----- DATASET ENTRIES

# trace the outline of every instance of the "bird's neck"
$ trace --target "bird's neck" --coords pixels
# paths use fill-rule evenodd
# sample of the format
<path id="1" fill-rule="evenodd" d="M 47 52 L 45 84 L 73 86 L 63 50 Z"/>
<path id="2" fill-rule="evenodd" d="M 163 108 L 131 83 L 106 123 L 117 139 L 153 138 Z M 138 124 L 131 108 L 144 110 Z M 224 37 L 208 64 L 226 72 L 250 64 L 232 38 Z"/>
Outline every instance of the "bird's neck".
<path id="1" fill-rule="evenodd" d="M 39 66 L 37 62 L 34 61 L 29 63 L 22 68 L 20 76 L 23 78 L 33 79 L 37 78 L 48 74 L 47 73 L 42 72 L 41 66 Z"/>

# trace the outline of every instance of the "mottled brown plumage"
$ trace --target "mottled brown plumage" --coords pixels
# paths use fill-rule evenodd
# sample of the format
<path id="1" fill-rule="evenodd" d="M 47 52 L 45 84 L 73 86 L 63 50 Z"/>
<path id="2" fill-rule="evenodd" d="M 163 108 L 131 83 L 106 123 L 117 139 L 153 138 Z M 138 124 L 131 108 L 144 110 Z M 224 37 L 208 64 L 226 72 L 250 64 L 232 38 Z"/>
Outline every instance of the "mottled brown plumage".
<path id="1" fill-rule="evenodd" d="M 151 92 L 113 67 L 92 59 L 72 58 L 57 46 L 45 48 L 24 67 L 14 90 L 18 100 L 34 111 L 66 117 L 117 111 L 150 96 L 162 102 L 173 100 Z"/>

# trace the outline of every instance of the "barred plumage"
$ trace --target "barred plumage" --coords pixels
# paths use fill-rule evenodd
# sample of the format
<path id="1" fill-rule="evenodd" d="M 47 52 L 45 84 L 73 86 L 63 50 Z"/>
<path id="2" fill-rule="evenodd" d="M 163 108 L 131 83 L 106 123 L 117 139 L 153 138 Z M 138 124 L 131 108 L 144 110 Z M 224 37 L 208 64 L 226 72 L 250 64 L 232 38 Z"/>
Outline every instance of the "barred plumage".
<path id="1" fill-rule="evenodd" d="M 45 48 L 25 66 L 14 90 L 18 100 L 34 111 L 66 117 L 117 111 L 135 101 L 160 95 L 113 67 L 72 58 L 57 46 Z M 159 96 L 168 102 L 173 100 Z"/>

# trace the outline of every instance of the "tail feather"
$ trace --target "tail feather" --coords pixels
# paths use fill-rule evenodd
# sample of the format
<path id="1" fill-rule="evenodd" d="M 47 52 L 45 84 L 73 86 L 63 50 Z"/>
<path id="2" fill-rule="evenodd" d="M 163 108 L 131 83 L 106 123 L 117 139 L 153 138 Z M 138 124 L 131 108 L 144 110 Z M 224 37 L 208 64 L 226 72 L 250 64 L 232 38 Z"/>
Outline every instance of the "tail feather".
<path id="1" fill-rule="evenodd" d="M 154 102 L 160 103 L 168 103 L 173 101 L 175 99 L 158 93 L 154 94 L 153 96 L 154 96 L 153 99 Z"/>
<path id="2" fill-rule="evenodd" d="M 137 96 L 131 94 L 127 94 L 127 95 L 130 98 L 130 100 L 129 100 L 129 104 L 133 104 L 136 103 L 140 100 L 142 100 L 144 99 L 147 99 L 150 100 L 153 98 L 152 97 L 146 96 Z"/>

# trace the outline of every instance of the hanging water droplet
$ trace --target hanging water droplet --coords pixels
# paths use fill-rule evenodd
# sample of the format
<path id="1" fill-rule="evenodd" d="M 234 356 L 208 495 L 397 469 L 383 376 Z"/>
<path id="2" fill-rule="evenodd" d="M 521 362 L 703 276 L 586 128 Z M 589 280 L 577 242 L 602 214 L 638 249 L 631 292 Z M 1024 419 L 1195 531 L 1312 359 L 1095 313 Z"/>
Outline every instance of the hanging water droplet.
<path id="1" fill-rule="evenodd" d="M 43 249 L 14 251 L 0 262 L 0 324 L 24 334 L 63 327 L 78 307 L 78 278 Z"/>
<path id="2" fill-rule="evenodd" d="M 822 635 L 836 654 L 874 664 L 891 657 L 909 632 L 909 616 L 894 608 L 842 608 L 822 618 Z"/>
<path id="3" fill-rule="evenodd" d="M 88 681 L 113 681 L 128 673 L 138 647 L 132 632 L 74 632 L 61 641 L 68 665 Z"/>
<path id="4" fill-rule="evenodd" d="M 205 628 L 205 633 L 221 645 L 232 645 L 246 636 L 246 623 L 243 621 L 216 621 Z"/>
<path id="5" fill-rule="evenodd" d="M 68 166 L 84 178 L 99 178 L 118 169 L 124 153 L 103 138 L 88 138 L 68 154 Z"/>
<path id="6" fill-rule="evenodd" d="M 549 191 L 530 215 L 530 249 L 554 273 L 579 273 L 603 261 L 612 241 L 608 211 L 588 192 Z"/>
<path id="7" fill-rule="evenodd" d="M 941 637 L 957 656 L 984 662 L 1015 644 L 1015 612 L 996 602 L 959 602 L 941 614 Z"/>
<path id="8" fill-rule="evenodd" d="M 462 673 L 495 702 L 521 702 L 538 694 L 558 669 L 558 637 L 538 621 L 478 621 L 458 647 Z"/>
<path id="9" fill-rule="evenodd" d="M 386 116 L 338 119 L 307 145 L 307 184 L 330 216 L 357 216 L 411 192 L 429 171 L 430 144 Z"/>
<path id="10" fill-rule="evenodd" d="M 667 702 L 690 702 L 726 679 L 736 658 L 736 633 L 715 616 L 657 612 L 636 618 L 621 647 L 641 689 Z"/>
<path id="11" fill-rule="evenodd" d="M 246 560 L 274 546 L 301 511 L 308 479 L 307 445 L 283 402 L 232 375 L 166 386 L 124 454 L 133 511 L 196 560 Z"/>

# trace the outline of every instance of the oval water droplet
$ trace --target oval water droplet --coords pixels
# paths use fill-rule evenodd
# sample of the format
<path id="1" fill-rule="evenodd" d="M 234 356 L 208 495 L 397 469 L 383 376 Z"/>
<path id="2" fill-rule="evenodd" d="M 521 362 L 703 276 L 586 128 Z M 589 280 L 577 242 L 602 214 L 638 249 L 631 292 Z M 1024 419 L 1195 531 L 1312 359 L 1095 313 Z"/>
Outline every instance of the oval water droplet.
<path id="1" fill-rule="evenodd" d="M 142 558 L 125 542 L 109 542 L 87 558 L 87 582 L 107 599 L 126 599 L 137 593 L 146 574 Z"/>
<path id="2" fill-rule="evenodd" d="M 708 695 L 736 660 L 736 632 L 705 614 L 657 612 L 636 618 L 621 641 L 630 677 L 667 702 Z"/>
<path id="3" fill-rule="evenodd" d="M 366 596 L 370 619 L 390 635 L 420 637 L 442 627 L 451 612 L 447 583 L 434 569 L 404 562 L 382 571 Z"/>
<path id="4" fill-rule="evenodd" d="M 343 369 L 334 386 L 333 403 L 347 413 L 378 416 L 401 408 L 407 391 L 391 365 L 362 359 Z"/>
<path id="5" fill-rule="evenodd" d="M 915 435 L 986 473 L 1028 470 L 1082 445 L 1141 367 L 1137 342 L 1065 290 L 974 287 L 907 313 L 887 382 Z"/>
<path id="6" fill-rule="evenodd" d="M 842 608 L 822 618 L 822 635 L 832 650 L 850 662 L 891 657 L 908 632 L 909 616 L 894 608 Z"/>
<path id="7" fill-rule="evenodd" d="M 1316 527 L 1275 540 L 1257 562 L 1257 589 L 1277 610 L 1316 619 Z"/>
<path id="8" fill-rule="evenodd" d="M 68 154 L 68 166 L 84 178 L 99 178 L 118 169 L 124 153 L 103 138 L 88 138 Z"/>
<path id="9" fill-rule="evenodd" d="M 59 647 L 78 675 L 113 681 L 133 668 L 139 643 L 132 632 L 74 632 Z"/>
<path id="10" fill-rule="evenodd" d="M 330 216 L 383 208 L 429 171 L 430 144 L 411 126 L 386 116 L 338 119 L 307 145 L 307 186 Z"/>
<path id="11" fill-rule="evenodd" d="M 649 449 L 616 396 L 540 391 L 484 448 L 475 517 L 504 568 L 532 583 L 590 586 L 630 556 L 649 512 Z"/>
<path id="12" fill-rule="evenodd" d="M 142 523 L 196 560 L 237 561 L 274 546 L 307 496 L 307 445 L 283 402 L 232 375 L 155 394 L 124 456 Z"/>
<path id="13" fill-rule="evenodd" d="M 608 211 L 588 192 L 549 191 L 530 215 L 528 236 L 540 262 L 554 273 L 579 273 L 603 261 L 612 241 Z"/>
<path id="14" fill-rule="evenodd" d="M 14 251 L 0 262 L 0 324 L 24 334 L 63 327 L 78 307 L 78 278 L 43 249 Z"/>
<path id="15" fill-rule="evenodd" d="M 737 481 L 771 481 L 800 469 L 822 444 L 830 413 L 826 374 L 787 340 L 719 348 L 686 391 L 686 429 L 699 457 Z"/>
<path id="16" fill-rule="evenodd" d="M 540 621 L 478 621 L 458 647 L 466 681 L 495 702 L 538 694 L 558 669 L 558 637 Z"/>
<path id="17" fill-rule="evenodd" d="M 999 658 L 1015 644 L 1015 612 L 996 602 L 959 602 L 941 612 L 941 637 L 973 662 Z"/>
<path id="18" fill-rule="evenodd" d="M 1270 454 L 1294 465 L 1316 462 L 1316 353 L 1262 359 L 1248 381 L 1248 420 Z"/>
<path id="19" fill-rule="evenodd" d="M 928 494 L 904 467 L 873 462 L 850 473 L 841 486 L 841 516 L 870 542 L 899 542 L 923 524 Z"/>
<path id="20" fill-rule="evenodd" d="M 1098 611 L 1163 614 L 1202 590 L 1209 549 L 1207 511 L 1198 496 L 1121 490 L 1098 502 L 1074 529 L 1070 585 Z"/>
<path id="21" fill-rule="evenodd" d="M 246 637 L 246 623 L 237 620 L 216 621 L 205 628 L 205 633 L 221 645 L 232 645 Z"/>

----------

**YOUR GOAL:** Print the lines from the line containing "# trace the outline of every instance of the oval" through the line containing "142 558 L 125", reproducing each one verbatim.

**WRITTEN SOLUTION:**
# trace the outline of every instance of the oval water droplet
$ trace --target oval water droplet --coords pixels
# paths use fill-rule evenodd
# sample of the format
<path id="1" fill-rule="evenodd" d="M 234 356 L 208 495 L 397 469 L 383 376 Z"/>
<path id="2" fill-rule="evenodd" d="M 521 362 L 703 276 L 586 128 Z M 589 280 L 577 242 L 602 214 L 638 249 L 631 292 Z M 1024 419 L 1195 531 L 1312 359 L 1095 313 Z"/>
Outline every instance of the oval water droplet.
<path id="1" fill-rule="evenodd" d="M 142 558 L 125 542 L 109 542 L 87 558 L 87 582 L 107 599 L 126 599 L 137 593 L 146 574 Z"/>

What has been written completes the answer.